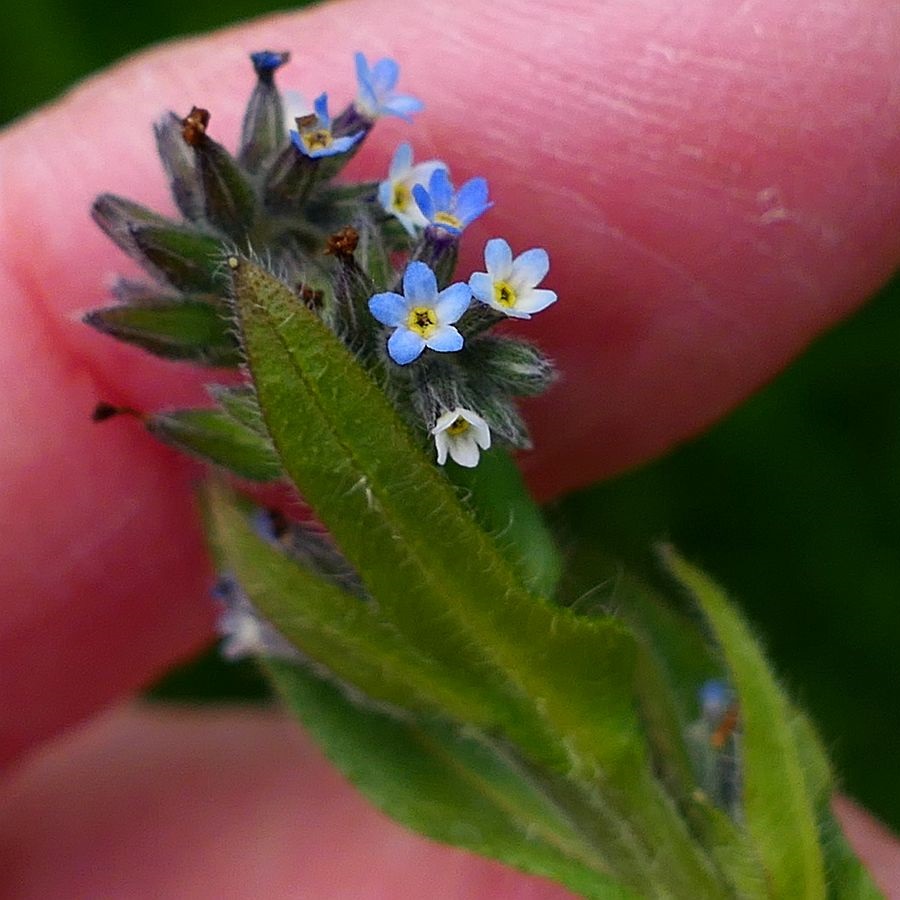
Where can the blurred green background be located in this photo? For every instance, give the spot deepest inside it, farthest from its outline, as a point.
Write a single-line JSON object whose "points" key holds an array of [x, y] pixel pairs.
{"points": [[792, 502]]}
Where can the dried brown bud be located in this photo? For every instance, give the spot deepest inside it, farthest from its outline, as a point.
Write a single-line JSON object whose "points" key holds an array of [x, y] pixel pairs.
{"points": [[193, 126], [103, 411], [343, 243]]}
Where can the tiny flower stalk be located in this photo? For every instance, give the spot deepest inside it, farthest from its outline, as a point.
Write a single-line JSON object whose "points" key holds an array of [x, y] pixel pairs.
{"points": [[263, 129], [422, 627]]}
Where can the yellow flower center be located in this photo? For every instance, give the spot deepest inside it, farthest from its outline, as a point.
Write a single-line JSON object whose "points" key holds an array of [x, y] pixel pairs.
{"points": [[318, 138], [458, 426], [402, 197], [504, 295], [422, 320], [444, 218]]}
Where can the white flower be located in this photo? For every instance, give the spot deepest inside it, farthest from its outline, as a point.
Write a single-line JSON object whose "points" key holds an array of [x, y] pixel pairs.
{"points": [[510, 285], [395, 193], [460, 433]]}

### THE REQUEST
Copy the material above in full and exactly, skipping pictures.

### EXPECTED OUTPUT
Where can the blurred green background be located in this photo? For every instance, give the spot deepest inside it, farthest from its outline, as a point.
Write a single-line JSON object whose "points" key holds an array of [x, y] pixel pairs.
{"points": [[792, 502]]}
Where can the dried brown bud be located in this photo? For every instance, give the spot deepest inside it, farthest from its outline, as a point.
Write a single-line JSON object whose "points" key holds an array of [x, y] pixel pairs.
{"points": [[193, 126], [103, 411], [343, 243]]}
Where can the tiny flower stalk be located in this photo? For every instance, give the spot deepest inside it, farthest from its outline, as a point.
Write a single-line JSON object whose "points" key holds an array of [x, y] pixel pairs.
{"points": [[263, 129], [422, 627]]}
Where can the yellow flower center be located in this photo? For every instance, give the spot deepest inside it, farthest from its outline, as a point.
Write a single-line JSON object whose "points" key holds an array of [x, y] pixel pairs.
{"points": [[318, 138], [458, 426], [402, 197], [504, 295], [422, 320], [444, 218]]}
Where can the white flower be located in this photo? For every instance, give the spot deepest inside it, farthest from its outline, as a point.
Write a single-line JSON object whose "points" key holds an array of [x, y] pixel pairs.
{"points": [[510, 285], [395, 193], [460, 433]]}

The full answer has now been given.